**What is needed:** Lay out the stretch of the data below from the line containing "Please provide the mask of every instance of the window." through the end of the data as a JSON list of strings, one string per line. Leave out blank lines.

**Provided material:**
========
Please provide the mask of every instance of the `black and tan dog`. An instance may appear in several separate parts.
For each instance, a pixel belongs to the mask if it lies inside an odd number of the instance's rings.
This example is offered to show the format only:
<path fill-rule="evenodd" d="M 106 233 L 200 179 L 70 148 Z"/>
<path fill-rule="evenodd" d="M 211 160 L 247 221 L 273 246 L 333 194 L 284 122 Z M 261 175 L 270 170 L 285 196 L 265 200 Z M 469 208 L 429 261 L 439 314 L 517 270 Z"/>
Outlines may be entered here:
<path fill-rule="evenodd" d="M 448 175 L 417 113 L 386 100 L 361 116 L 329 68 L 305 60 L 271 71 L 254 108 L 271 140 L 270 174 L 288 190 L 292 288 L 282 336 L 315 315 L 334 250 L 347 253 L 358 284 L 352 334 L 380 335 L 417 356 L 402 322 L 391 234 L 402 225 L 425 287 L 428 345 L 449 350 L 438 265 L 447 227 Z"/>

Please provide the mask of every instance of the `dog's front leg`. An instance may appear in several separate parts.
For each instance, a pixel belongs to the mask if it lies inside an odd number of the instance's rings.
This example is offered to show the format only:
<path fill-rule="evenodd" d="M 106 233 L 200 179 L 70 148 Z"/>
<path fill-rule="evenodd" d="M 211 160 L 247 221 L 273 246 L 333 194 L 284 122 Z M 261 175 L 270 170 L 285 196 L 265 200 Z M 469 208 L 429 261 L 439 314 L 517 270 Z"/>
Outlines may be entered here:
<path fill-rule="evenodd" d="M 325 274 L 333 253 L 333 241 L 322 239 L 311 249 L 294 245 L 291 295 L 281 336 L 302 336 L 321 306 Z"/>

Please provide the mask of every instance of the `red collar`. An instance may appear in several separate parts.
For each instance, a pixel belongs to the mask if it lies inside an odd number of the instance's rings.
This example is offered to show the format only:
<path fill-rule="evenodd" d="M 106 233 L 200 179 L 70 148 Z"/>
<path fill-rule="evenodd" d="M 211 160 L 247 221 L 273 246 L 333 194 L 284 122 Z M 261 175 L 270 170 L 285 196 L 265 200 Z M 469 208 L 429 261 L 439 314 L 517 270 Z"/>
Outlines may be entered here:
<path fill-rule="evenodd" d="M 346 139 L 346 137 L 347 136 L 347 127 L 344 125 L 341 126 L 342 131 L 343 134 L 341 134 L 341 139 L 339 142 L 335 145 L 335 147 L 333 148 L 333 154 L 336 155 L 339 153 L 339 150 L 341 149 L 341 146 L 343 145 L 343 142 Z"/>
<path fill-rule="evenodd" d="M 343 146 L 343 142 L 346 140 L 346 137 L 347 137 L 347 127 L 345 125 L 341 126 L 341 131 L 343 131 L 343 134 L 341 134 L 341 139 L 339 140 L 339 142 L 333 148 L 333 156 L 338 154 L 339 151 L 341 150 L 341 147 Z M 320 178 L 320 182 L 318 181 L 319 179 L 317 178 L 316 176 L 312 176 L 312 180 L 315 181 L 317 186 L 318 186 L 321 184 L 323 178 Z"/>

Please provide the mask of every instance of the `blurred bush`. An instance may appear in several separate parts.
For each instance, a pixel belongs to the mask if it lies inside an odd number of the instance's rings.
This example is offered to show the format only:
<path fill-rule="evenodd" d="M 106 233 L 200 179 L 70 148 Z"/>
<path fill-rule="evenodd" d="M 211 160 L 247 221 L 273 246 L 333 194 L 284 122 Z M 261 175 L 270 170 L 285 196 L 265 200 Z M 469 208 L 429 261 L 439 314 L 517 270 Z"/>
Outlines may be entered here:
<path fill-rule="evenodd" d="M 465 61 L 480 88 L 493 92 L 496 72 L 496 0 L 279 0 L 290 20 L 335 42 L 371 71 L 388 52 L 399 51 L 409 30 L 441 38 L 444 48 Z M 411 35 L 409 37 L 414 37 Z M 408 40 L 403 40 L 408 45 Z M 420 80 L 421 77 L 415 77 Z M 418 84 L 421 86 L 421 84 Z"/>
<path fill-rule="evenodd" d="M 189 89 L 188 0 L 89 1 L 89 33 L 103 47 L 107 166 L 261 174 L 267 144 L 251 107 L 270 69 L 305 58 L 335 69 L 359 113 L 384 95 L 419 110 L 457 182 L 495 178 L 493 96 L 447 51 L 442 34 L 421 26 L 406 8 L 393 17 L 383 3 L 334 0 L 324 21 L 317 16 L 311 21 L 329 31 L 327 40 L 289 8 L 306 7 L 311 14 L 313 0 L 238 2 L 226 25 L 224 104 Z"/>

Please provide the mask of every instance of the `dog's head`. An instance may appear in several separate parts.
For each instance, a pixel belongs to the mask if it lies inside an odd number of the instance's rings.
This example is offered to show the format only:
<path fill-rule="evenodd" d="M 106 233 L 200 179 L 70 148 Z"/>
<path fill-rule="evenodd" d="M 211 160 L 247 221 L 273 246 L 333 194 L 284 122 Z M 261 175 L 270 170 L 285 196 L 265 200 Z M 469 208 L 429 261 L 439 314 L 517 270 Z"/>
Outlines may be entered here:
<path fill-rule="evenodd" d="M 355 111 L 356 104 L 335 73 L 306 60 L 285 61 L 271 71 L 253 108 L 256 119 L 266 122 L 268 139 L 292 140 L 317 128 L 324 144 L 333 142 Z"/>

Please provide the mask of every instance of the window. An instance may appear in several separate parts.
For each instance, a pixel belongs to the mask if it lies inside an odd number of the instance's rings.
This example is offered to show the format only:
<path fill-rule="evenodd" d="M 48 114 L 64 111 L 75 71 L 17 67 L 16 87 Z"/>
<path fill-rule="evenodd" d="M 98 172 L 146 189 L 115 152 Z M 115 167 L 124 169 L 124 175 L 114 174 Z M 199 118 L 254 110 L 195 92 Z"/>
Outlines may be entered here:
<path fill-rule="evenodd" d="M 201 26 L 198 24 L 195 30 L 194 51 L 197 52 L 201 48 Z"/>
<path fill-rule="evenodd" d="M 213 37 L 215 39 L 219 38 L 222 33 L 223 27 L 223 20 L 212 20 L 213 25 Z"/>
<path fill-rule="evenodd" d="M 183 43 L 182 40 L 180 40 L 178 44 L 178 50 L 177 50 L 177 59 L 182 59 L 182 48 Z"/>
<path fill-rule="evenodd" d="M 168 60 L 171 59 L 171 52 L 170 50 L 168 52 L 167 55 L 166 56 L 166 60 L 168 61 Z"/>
========
**Exercise answer:**
[
  "Please provide the mask of every instance of the window. An instance may appear in several separate parts.",
  "For each instance, a pixel belongs to the mask if it lies inside an odd number of the instance's rings.",
  "This example is offered to show the format only:",
  "<path fill-rule=\"evenodd\" d=\"M 48 114 L 64 111 L 75 71 L 17 67 L 16 87 Z\"/>",
  "<path fill-rule=\"evenodd\" d=\"M 98 172 L 146 189 L 115 152 Z M 115 167 L 124 169 L 124 175 L 114 174 Z M 199 118 L 254 110 L 195 92 Z\"/>",
  "Outlines may be entered here:",
  "<path fill-rule=\"evenodd\" d=\"M 201 26 L 198 24 L 195 30 L 194 51 L 197 52 L 201 48 Z\"/>",
  "<path fill-rule=\"evenodd\" d=\"M 213 37 L 215 39 L 219 38 L 222 33 L 223 27 L 223 20 L 212 20 L 213 25 Z\"/>",
  "<path fill-rule=\"evenodd\" d=\"M 183 43 L 182 40 L 180 40 L 178 44 L 178 50 L 177 50 L 177 59 L 182 59 L 182 48 Z\"/>",
  "<path fill-rule=\"evenodd\" d=\"M 168 60 L 171 59 L 171 52 L 170 50 L 168 52 L 167 55 L 166 56 L 166 60 L 168 61 Z\"/>"
]